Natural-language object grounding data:
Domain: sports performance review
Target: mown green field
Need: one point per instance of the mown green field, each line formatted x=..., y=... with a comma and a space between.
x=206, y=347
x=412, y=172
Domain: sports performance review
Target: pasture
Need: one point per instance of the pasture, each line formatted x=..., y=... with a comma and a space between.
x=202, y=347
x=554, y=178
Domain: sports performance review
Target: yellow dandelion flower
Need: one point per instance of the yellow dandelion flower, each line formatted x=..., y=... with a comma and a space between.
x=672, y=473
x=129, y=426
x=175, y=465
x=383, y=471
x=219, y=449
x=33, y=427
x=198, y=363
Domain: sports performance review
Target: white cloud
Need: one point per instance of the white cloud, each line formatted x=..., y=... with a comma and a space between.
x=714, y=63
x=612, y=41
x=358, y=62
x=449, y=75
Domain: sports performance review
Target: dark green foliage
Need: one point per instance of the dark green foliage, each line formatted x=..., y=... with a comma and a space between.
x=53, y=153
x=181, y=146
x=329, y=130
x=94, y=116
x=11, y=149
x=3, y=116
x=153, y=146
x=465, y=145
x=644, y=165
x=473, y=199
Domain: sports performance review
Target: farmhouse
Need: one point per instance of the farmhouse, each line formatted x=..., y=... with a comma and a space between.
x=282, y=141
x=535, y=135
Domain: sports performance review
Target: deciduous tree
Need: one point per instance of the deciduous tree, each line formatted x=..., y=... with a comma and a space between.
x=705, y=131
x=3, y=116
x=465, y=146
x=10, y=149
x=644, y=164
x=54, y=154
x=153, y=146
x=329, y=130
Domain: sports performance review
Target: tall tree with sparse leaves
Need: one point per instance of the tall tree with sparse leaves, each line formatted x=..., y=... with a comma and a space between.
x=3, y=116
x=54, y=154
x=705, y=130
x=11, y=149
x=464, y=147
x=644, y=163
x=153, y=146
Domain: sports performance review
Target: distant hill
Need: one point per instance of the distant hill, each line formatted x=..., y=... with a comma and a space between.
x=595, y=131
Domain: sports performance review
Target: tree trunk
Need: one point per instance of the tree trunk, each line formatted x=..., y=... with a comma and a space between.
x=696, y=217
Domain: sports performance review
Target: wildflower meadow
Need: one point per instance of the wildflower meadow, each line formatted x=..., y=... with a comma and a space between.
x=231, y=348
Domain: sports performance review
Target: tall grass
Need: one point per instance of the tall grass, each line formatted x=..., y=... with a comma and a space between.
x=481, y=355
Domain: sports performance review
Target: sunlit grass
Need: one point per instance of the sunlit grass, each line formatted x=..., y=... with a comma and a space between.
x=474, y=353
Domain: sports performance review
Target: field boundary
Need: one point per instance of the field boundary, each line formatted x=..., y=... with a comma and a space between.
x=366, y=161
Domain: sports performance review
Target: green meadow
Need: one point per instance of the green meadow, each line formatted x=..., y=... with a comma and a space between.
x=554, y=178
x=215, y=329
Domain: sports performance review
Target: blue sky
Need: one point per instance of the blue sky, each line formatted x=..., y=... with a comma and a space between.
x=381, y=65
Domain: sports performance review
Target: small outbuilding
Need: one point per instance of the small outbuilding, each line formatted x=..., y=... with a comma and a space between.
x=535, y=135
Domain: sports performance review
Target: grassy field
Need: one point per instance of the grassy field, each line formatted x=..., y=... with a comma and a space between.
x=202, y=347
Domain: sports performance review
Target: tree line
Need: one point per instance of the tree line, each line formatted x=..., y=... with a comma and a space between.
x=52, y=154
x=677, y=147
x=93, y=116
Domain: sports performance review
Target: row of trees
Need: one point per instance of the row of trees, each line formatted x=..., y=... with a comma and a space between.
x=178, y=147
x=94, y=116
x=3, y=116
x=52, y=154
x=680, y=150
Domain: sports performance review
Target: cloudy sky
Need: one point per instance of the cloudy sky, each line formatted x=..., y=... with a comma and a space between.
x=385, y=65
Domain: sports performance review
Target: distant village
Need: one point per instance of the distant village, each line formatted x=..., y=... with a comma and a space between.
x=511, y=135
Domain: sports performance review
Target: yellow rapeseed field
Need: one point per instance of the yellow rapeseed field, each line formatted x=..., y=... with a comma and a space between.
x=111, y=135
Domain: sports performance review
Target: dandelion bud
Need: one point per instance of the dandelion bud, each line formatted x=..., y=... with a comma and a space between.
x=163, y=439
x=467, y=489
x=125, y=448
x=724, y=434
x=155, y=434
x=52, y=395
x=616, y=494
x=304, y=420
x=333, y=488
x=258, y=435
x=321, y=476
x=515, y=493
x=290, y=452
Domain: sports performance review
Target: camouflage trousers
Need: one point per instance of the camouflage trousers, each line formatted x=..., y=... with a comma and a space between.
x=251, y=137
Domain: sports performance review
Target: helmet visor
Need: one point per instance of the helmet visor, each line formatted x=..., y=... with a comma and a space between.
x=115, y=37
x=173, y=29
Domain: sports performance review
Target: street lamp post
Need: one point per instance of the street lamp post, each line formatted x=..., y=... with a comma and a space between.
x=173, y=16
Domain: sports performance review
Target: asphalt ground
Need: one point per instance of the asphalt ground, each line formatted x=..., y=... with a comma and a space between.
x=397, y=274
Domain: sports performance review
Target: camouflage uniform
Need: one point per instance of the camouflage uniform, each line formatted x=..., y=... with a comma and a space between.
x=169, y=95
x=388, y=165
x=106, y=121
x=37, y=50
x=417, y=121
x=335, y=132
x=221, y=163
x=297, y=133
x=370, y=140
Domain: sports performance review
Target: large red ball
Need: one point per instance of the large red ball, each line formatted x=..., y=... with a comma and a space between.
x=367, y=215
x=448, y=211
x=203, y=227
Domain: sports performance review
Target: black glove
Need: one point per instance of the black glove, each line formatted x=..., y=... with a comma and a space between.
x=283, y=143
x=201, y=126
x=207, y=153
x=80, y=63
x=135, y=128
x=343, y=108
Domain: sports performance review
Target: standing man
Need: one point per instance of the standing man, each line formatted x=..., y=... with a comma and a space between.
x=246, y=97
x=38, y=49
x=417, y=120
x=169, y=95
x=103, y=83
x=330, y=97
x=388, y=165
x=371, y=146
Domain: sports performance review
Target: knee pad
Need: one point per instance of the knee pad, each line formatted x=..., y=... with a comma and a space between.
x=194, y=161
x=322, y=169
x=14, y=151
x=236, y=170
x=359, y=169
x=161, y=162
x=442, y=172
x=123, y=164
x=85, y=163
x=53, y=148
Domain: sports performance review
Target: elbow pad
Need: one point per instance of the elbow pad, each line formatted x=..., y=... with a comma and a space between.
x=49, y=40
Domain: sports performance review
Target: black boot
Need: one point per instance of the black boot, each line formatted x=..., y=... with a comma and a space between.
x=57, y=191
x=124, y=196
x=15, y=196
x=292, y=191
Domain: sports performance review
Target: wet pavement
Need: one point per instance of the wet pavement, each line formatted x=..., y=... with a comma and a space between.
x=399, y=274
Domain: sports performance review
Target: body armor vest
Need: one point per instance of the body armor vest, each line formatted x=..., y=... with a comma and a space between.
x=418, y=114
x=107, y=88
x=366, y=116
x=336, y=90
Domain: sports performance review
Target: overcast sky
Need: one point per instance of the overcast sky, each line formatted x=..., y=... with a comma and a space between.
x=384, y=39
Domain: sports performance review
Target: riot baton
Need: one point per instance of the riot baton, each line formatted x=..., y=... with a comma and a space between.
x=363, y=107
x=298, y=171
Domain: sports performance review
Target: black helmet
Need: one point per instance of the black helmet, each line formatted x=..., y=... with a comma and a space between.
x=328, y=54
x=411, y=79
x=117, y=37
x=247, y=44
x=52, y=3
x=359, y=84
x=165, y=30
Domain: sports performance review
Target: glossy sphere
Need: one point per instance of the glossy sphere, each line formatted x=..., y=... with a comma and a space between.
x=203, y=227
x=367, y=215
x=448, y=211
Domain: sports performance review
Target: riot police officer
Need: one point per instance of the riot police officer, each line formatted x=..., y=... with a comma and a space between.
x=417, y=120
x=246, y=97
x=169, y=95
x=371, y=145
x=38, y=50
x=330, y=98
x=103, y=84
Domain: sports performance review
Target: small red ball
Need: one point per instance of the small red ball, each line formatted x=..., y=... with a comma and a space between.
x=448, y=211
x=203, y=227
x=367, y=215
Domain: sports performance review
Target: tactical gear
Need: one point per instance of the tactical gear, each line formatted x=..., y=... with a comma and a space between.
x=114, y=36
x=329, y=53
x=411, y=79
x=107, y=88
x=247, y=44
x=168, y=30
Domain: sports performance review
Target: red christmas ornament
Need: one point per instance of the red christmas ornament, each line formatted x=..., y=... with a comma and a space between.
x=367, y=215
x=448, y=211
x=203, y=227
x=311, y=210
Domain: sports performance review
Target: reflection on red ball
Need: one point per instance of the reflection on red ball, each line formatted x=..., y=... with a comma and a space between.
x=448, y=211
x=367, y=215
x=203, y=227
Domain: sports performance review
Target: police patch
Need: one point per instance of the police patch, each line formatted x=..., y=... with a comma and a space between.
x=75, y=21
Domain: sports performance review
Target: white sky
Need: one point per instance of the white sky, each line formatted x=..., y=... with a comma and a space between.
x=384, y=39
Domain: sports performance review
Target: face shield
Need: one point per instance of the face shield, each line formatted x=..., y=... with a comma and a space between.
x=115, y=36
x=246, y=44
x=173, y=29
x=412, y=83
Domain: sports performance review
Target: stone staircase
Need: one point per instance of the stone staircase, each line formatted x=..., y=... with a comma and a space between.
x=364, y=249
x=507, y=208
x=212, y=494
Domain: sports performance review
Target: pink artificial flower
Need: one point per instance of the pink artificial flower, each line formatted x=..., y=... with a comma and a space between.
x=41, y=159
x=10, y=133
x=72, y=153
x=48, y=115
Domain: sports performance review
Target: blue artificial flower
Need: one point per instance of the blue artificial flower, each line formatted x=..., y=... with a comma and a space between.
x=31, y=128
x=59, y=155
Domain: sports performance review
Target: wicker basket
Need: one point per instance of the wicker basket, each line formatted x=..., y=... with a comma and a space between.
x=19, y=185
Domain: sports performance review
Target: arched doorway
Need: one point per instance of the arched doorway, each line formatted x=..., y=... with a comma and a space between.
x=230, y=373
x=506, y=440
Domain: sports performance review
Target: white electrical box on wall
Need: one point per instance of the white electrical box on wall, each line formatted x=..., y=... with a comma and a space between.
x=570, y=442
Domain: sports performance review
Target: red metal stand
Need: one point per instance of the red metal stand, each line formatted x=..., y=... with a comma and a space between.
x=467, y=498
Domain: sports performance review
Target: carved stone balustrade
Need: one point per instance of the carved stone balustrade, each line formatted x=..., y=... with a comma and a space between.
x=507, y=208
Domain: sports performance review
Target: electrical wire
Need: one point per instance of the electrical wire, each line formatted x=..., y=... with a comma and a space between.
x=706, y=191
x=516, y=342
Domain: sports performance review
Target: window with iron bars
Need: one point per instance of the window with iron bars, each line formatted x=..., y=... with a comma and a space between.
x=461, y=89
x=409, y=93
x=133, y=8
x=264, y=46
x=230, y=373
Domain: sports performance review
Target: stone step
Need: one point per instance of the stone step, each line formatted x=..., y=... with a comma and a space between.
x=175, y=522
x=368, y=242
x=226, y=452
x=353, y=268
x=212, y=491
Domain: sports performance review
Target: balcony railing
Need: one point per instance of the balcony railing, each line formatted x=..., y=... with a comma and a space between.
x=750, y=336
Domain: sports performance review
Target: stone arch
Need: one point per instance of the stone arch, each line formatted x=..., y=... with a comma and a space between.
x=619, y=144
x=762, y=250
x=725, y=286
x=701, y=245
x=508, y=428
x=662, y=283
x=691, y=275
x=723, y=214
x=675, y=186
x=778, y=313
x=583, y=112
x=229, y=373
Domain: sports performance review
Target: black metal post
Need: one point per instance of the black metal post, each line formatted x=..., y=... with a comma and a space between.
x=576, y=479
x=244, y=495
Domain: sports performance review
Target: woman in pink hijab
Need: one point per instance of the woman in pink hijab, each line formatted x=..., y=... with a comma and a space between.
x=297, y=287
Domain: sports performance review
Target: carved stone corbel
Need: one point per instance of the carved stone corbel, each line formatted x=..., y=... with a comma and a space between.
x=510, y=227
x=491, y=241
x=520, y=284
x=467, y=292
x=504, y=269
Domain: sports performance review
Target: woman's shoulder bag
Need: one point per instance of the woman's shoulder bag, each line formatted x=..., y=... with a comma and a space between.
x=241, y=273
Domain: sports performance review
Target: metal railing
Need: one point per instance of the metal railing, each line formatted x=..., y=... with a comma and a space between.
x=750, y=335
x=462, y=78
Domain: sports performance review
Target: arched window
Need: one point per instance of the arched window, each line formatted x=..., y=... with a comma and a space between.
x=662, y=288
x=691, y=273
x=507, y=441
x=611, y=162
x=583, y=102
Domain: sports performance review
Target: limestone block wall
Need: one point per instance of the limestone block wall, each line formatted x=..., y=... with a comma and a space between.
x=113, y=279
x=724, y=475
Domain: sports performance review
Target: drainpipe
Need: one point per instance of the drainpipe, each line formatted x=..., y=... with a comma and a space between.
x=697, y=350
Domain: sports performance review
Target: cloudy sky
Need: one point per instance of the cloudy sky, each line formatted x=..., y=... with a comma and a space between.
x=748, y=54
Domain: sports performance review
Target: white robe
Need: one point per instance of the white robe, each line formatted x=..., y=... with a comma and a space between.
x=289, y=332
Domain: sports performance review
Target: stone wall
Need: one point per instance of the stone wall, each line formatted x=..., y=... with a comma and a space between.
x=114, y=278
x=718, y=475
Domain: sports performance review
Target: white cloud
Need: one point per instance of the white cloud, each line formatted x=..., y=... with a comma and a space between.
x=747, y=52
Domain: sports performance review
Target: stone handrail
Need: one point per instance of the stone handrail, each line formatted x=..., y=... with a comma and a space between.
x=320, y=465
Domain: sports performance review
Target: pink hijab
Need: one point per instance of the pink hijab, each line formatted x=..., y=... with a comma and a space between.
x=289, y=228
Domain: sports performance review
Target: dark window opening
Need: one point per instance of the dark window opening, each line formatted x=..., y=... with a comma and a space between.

### [Instructions for the task]
Copy exactly the stretch of data above from the line with "Target: woman in pink hijab" through the line with "Target: white robe", and omit all other lines.

### [Answer below]
Target: woman in pink hijab
Need: one point per instance of the woman in pink hijab, each line formatted x=..., y=... with a comma and a space between.
x=297, y=287
Domain: sports performance review
Target: carved stone corbel
Need: one point per instance of the carved stone corbel, each line formatted x=..., y=... with a comma and a space between.
x=510, y=227
x=491, y=241
x=520, y=284
x=467, y=292
x=504, y=269
Domain: sports performance review
Target: woman's shoulder bag
Need: one point per instance of the woman's shoulder bag, each line formatted x=..., y=... with a comma and a space between.
x=241, y=273
Domain: sports performance review
Target: metal railing
Need: one point per instance of the metal railing, each line formatted x=..., y=... with a comma and a space between.
x=750, y=335
x=462, y=78
Domain: sports performance review
Target: arched window
Need: one point per instance of the arched window, each line formatted x=..., y=... with a comma and a space between.
x=662, y=288
x=691, y=273
x=507, y=441
x=611, y=162
x=583, y=102
Domain: sports performance review
Target: limestone block wall
Need: one point per instance of the limestone block wall, each line formatted x=..., y=... with a comma and a space between.
x=113, y=279
x=724, y=475
Domain: sports performance review
Target: drainpipe
Need: one point per instance of the drainpipe, each line formatted x=..., y=... with a comma and a space between.
x=697, y=350
Domain: sports performance review
Target: cloudy sky
Need: one point per instance of the cloudy sky, each line formatted x=..., y=... with a comma and a space between.
x=748, y=54
Domain: sports performance review
Target: white robe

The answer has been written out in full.